Exercise details: Write out the line that contains "For each instance of the stone", then every following line to the end of the records below, with no other lines and no changes.

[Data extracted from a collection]
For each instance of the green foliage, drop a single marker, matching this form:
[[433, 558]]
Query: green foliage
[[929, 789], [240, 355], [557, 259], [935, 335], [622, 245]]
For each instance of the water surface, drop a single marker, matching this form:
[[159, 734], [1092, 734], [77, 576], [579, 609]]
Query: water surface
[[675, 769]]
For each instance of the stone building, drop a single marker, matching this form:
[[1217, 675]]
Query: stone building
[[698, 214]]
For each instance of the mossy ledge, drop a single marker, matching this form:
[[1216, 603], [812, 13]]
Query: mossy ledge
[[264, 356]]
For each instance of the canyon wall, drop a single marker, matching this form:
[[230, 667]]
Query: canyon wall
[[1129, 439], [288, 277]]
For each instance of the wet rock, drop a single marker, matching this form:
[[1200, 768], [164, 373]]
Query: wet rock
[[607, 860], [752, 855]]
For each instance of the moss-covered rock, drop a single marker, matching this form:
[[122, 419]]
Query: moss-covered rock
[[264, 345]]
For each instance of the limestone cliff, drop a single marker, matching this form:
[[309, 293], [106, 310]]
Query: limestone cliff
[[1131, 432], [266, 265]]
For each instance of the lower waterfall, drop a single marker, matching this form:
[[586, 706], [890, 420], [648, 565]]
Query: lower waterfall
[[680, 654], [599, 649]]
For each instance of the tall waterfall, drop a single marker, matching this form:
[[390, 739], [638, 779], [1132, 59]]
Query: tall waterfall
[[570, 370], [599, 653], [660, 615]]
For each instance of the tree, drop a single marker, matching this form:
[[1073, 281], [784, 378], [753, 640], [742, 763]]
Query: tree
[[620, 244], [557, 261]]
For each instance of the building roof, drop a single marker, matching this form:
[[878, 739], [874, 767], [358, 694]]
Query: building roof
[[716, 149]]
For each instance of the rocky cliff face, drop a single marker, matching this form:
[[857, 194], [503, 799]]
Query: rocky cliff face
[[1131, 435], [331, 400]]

Answer space:
For each instance of the stone building, drop a single marker, matching this form:
[[1217, 675]]
Query: stone building
[[698, 214]]
For each instance of the mossy ledge, drop a single marker, matching this form:
[[1216, 603], [812, 13]]
Query: mossy ledge
[[264, 356]]
For each instance of the canyon wall, drop a single marker, matching this form:
[[230, 667]]
Query: canyon wall
[[1129, 439], [288, 277]]
For each instance of the wet rock, drop a single marker, matching this form:
[[1200, 768], [164, 373]]
Query: wet rock
[[607, 860], [752, 855]]
For each instance of the moss-covered rock, drop a single marker, matching this form:
[[122, 419]]
Query: moss-covered rock
[[264, 345]]
For each instance of the limestone cliff, drop a single marker, matching this form:
[[309, 293], [106, 310]]
Query: limestone cliff
[[1131, 432], [266, 265]]
For each instance of the lower waterfall, drop a single marker, matching this form:
[[586, 706], [890, 420], [648, 565]]
Query: lower waterfall
[[680, 654], [599, 649]]
For each instance of the tall waterfall, drop a single marker, matching this form:
[[390, 739], [638, 779], [1132, 59]]
Query: tall waterfall
[[570, 370], [599, 653], [660, 615]]
For each instance of the tree, drop a single marker, matching this form:
[[1073, 281], [784, 378], [753, 640], [742, 763]]
Query: tree
[[620, 244], [557, 261]]
For each instance of the building roof, drop a single marker, matching this form:
[[878, 739], [874, 767], [358, 694]]
Query: building roof
[[716, 149]]
For each instance of the rocky cliff face, drop a single marker, matching this form:
[[857, 194], [503, 799]]
Query: rocky cliff face
[[1131, 435], [331, 400]]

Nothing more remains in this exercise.